Passage shown:

From: Yves-Alexis Perez <cor...@debian.org>

wait_for_completion_interruptible_timeout() return value is either
-ERESTARTSYS (in case it was interrupted), 0 (in case the timeout expired)
or the number of jiffies left until timeout. The return value is stored in
a long, but in _request_firmware_load() it's silently casted to an int,
which can overflow and give a negative value, indicating an error.

Fix this by re-using the timeout variable and only set retval when it's
safe.

Signed-off-by: Yves-Alexis Perez <cor...@corsac.net>
Cc: Ming Lei <ming....@canonical.com>
Cc: "Luis R. Rodriguez" <mcg...@kernel.org>
Cc: Greg Kroah-Hartman <gre...@linuxfoundation.org>
Cc: sta...@vger.kernel.org

---
 drivers/base/firmware_class.c | 7 ++++---
 1 file changed, 4 insertions(+), 3 deletions(-)

Records provided:
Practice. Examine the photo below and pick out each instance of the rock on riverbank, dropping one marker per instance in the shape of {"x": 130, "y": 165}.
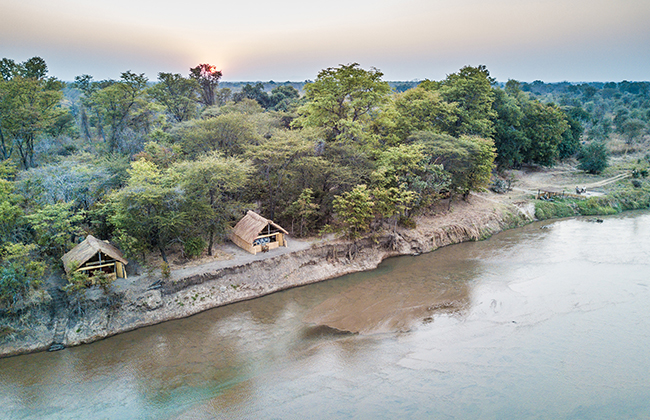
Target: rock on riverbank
{"x": 149, "y": 301}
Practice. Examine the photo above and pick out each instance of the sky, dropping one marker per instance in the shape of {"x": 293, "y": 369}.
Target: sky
{"x": 256, "y": 40}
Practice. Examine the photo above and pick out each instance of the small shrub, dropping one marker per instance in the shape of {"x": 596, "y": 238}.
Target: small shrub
{"x": 593, "y": 158}
{"x": 19, "y": 272}
{"x": 553, "y": 210}
{"x": 194, "y": 247}
{"x": 165, "y": 271}
{"x": 77, "y": 281}
{"x": 407, "y": 222}
{"x": 598, "y": 206}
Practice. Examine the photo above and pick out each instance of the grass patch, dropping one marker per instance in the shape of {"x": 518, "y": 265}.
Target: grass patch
{"x": 554, "y": 209}
{"x": 598, "y": 206}
{"x": 625, "y": 197}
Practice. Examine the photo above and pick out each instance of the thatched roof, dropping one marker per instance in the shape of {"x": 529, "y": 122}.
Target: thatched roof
{"x": 88, "y": 249}
{"x": 250, "y": 226}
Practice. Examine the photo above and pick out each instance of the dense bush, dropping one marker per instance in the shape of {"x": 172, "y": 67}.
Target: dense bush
{"x": 593, "y": 158}
{"x": 553, "y": 210}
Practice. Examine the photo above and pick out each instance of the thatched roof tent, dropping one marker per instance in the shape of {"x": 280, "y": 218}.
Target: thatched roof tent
{"x": 86, "y": 250}
{"x": 255, "y": 233}
{"x": 250, "y": 226}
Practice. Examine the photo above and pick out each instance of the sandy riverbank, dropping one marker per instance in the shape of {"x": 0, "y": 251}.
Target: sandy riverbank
{"x": 134, "y": 303}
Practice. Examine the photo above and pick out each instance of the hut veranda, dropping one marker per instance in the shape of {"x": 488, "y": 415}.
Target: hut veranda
{"x": 92, "y": 256}
{"x": 255, "y": 233}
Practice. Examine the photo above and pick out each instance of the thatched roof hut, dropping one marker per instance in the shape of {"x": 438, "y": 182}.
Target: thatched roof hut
{"x": 255, "y": 233}
{"x": 93, "y": 255}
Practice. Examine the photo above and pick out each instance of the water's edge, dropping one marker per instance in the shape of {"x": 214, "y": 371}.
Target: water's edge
{"x": 36, "y": 327}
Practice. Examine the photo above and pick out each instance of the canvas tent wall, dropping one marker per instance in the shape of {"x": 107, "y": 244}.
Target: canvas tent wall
{"x": 93, "y": 255}
{"x": 255, "y": 233}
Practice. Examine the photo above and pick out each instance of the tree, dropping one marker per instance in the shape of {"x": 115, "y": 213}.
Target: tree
{"x": 283, "y": 98}
{"x": 409, "y": 177}
{"x": 342, "y": 101}
{"x": 121, "y": 106}
{"x": 19, "y": 272}
{"x": 213, "y": 187}
{"x": 593, "y": 157}
{"x": 354, "y": 210}
{"x": 417, "y": 109}
{"x": 149, "y": 209}
{"x": 177, "y": 94}
{"x": 544, "y": 125}
{"x": 207, "y": 77}
{"x": 303, "y": 209}
{"x": 471, "y": 90}
{"x": 509, "y": 139}
{"x": 275, "y": 159}
{"x": 469, "y": 160}
{"x": 255, "y": 92}
{"x": 29, "y": 105}
{"x": 632, "y": 129}
{"x": 55, "y": 227}
{"x": 11, "y": 211}
{"x": 229, "y": 133}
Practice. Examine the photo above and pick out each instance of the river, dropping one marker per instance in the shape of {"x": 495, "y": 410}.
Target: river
{"x": 550, "y": 321}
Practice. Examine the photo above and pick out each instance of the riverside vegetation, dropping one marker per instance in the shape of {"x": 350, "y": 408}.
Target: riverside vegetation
{"x": 169, "y": 166}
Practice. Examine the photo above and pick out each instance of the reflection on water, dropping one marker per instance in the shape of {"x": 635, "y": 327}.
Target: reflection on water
{"x": 533, "y": 323}
{"x": 397, "y": 299}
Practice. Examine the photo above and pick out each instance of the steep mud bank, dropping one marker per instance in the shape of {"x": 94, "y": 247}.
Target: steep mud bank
{"x": 148, "y": 301}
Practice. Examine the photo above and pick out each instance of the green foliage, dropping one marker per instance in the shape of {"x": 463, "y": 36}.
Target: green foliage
{"x": 528, "y": 131}
{"x": 343, "y": 101}
{"x": 354, "y": 211}
{"x": 553, "y": 210}
{"x": 194, "y": 247}
{"x": 30, "y": 105}
{"x": 120, "y": 108}
{"x": 593, "y": 157}
{"x": 213, "y": 186}
{"x": 229, "y": 133}
{"x": 471, "y": 92}
{"x": 10, "y": 210}
{"x": 598, "y": 206}
{"x": 468, "y": 160}
{"x": 79, "y": 281}
{"x": 416, "y": 109}
{"x": 55, "y": 227}
{"x": 165, "y": 271}
{"x": 177, "y": 94}
{"x": 304, "y": 210}
{"x": 207, "y": 76}
{"x": 149, "y": 208}
{"x": 19, "y": 272}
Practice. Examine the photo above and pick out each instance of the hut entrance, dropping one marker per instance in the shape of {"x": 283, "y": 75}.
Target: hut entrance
{"x": 255, "y": 233}
{"x": 93, "y": 256}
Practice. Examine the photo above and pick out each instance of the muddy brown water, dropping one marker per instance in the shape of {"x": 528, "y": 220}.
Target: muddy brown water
{"x": 549, "y": 321}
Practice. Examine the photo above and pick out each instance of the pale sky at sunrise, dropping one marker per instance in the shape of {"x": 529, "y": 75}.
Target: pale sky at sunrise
{"x": 250, "y": 40}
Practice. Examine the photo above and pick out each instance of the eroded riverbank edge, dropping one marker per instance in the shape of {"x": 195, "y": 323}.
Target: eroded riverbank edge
{"x": 36, "y": 327}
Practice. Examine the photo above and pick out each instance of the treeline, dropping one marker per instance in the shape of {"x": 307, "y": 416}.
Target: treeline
{"x": 153, "y": 166}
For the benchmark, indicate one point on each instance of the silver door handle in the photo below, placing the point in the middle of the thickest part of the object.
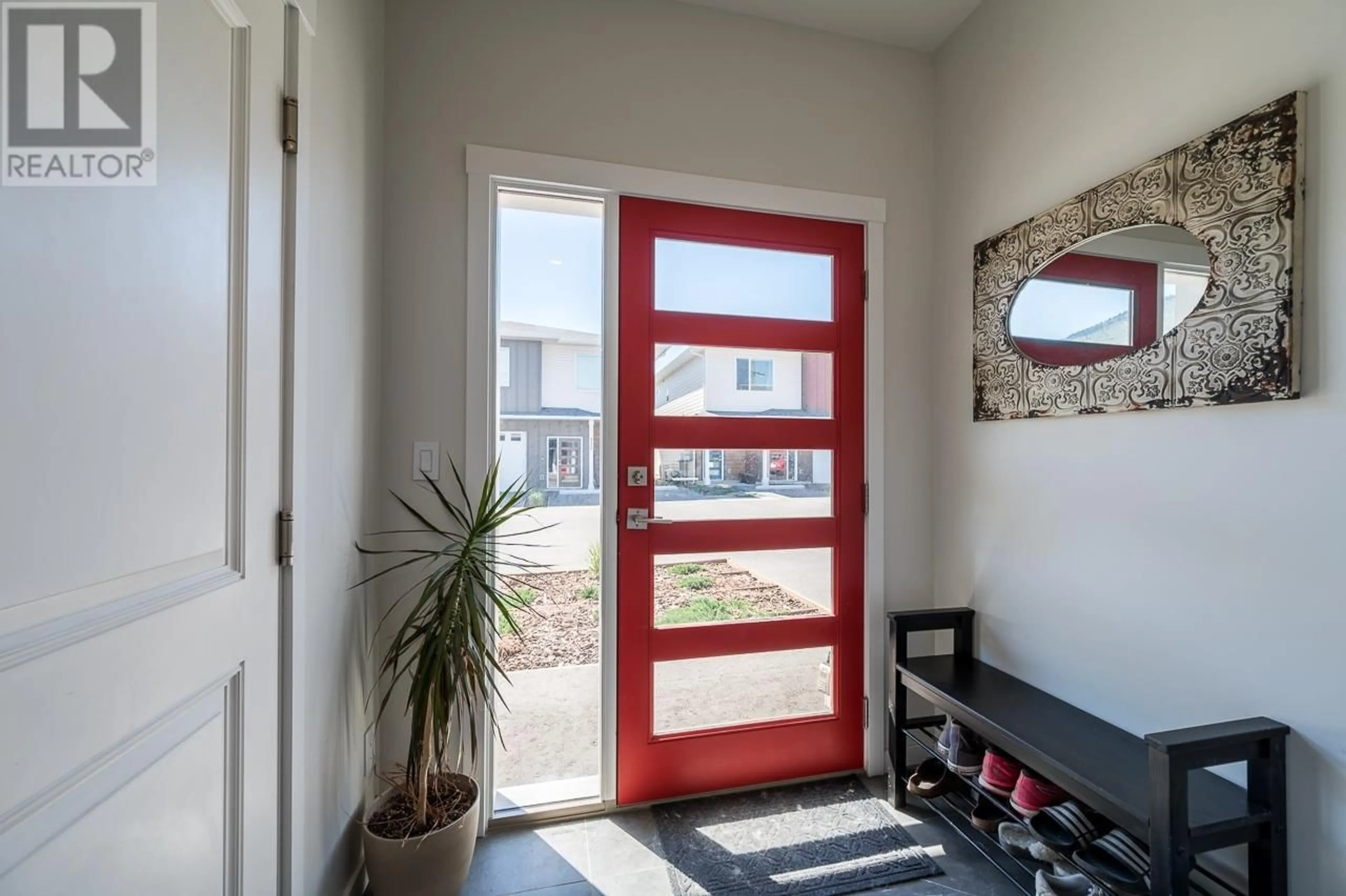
(640, 518)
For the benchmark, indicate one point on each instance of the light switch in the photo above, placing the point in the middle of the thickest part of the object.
(426, 461)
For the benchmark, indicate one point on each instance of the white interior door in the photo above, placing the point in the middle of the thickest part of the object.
(141, 346)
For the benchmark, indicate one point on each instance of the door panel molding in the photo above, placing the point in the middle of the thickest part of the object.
(42, 819)
(33, 627)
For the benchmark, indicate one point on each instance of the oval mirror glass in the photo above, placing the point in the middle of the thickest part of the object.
(1110, 295)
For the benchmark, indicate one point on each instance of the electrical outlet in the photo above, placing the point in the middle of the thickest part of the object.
(371, 748)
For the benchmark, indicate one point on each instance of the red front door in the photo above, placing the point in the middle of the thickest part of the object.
(741, 399)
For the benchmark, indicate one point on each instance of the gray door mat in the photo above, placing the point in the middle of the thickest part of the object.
(820, 839)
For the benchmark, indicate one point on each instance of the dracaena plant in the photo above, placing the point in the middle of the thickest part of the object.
(466, 584)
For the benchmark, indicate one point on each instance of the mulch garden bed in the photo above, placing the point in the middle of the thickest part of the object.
(560, 626)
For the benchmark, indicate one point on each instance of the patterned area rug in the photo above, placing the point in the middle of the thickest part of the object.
(823, 839)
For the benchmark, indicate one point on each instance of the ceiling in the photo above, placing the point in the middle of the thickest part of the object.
(916, 25)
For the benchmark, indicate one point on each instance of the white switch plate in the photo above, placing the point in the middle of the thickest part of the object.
(426, 456)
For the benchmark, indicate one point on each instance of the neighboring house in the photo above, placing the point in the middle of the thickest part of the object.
(742, 382)
(550, 407)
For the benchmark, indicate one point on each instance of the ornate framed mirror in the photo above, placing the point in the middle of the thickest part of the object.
(1174, 284)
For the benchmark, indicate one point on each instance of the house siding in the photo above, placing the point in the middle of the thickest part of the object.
(524, 393)
(817, 384)
(686, 379)
(558, 379)
(722, 395)
(538, 432)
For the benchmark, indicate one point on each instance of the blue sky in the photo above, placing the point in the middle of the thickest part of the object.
(551, 274)
(551, 270)
(1056, 308)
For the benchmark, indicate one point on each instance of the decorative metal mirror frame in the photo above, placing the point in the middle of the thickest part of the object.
(1239, 190)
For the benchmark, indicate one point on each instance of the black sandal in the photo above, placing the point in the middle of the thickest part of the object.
(1119, 860)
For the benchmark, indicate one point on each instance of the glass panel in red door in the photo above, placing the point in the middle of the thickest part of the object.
(741, 599)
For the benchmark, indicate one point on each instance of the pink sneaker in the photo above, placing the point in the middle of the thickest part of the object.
(999, 773)
(1033, 794)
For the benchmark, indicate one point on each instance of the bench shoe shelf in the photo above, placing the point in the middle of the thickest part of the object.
(1158, 789)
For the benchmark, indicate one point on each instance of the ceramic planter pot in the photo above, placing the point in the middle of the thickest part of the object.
(431, 866)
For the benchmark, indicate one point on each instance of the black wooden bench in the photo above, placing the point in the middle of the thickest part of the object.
(1158, 788)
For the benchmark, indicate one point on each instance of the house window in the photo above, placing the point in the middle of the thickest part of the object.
(715, 466)
(564, 467)
(756, 374)
(589, 373)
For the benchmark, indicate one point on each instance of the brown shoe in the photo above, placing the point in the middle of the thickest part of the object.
(932, 780)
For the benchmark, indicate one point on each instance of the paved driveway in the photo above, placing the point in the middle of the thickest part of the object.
(572, 531)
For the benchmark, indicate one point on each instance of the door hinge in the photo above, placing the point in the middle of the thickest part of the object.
(286, 549)
(290, 125)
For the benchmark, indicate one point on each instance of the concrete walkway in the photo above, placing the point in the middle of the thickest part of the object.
(572, 531)
(551, 730)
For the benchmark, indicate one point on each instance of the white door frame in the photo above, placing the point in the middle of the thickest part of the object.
(489, 167)
(290, 830)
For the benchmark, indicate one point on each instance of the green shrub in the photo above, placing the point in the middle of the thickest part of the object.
(696, 582)
(707, 610)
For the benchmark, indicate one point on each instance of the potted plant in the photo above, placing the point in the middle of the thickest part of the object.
(419, 837)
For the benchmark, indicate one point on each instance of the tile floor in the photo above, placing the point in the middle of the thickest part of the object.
(618, 855)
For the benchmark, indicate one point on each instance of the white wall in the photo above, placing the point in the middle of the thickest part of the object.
(559, 379)
(722, 379)
(1160, 568)
(344, 282)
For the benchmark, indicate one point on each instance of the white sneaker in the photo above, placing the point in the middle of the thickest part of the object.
(1048, 884)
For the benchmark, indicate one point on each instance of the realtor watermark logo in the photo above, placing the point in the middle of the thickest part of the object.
(77, 95)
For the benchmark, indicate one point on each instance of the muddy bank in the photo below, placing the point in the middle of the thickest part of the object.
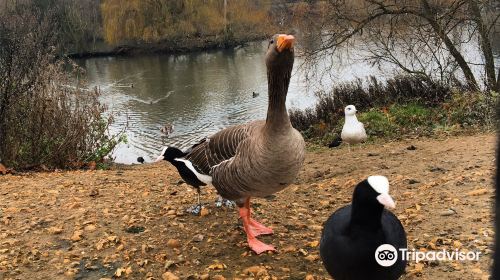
(130, 221)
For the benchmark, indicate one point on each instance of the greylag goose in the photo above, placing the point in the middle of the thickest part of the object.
(255, 159)
(353, 131)
(352, 235)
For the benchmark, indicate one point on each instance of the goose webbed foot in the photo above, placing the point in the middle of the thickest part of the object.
(253, 229)
(258, 228)
(194, 209)
(224, 202)
(258, 246)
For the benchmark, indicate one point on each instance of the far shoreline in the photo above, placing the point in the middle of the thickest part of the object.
(167, 48)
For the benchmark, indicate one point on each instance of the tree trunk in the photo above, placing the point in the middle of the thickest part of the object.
(429, 15)
(489, 66)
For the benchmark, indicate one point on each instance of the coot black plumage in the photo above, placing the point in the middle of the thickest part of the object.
(353, 233)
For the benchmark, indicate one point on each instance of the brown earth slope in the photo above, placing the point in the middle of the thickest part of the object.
(130, 222)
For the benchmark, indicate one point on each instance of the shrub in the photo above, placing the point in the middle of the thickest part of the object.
(43, 118)
(371, 94)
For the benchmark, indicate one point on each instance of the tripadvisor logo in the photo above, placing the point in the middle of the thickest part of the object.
(386, 255)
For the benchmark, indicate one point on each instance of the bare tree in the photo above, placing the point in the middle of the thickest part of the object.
(422, 37)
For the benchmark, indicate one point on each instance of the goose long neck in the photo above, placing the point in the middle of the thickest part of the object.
(277, 86)
(351, 119)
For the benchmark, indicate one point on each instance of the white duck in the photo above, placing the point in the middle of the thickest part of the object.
(353, 131)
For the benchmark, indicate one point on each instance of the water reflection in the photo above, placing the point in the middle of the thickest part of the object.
(201, 93)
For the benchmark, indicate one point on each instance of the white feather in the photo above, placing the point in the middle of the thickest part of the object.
(379, 183)
(353, 131)
(202, 177)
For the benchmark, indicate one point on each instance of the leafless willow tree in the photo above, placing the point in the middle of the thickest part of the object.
(431, 38)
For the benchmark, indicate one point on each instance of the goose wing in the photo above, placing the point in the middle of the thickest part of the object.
(217, 148)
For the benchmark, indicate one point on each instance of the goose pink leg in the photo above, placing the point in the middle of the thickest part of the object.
(254, 229)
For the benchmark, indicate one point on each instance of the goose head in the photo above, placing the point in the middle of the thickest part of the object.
(280, 53)
(350, 110)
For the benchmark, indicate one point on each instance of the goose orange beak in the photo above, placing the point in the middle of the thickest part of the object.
(285, 42)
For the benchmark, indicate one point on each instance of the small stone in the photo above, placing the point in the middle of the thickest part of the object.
(255, 270)
(447, 212)
(204, 212)
(169, 276)
(77, 235)
(312, 258)
(198, 238)
(55, 230)
(90, 228)
(173, 243)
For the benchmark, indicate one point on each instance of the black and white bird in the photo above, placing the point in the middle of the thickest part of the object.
(353, 233)
(353, 131)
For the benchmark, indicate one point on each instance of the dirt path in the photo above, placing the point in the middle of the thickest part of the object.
(131, 222)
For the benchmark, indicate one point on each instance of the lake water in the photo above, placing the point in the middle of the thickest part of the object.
(198, 93)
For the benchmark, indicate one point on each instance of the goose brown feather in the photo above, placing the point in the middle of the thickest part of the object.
(217, 148)
(259, 158)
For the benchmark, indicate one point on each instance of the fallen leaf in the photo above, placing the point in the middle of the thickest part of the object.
(173, 243)
(477, 192)
(169, 276)
(217, 266)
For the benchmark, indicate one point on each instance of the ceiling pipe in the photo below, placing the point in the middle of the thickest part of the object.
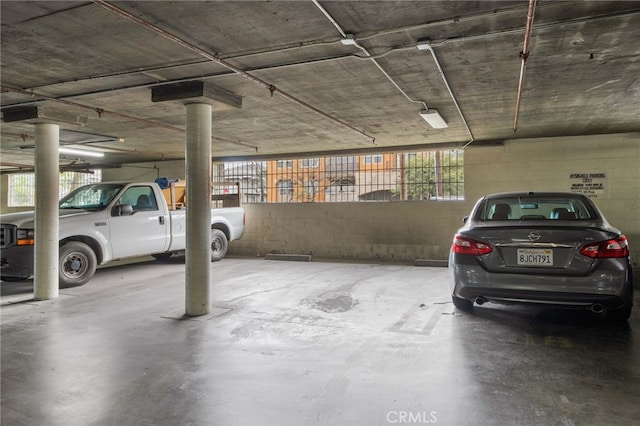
(524, 54)
(273, 89)
(352, 41)
(484, 36)
(429, 47)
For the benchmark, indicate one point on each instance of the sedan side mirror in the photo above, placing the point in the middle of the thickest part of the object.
(122, 210)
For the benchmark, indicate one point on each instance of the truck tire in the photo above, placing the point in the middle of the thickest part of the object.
(77, 264)
(219, 245)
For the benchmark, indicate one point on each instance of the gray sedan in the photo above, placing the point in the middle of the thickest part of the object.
(541, 248)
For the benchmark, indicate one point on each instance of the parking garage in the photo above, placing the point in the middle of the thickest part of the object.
(334, 307)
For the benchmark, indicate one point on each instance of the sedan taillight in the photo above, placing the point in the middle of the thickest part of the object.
(463, 245)
(606, 249)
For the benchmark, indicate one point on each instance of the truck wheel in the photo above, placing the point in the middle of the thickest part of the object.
(77, 264)
(219, 245)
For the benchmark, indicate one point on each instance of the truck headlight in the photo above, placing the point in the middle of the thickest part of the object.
(25, 237)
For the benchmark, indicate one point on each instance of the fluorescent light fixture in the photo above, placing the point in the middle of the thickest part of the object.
(433, 117)
(350, 40)
(80, 152)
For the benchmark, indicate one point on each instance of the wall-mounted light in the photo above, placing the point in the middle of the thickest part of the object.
(433, 117)
(80, 152)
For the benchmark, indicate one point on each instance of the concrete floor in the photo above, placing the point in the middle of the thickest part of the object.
(292, 343)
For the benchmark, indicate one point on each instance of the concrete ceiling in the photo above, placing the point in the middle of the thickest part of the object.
(92, 69)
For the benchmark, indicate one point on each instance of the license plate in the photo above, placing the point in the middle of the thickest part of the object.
(535, 257)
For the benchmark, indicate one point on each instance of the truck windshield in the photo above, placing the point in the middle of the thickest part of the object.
(91, 197)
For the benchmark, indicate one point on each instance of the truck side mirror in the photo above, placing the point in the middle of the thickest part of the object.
(122, 210)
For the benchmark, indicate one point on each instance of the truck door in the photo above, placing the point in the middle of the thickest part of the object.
(144, 232)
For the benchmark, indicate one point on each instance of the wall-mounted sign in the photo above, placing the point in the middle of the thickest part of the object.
(589, 184)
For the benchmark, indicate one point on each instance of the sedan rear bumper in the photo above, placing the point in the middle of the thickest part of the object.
(610, 285)
(542, 298)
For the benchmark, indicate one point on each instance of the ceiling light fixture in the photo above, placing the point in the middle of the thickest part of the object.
(80, 152)
(349, 40)
(433, 117)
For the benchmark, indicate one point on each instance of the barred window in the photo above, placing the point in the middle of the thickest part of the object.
(406, 176)
(22, 186)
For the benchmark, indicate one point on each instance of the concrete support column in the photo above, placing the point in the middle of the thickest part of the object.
(45, 280)
(198, 193)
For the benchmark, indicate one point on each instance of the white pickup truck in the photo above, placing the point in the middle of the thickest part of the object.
(108, 221)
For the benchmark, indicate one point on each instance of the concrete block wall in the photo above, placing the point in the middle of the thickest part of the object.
(547, 165)
(380, 231)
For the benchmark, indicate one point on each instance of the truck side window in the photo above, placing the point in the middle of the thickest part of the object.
(141, 198)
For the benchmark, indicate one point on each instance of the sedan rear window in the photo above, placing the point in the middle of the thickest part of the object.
(536, 208)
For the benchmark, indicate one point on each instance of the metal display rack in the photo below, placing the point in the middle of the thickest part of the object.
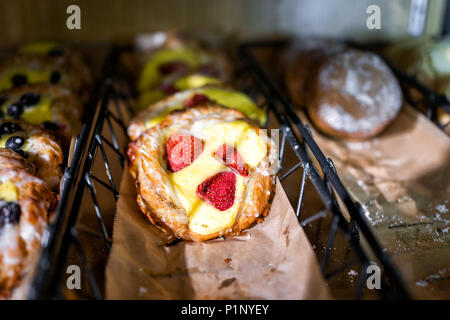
(311, 168)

Direction 1: Which return values of wait_for_completion_interruptible_timeout() does the patch description list?
Direction 2: Retype the patch description from "Signed-off-by: Yves-Alexis Perez" to "insertions(+), 3 deletions(-)".

Exercise solution 1: -ERESTARTSYS (when interrupted), 0 (when the timeout expired), and the number of jiffies left until timeout.

Exercise solution 2:
Signed-off-by: Yves-Alexis Perez <cor...@corsac.net>
Cc: Ming Lei <ming....@canonical.com>
Cc: "Luis R. Rodriguez" <mcg...@kernel.org>
Cc: Greg Kroah-Hartman <gre...@linuxfoundation.org>
Cc: sta...@vger.kernel.org

---
 drivers/base/firmware_class.c | 7 ++++---
 1 file changed, 4 insertions(+), 3 deletions(-)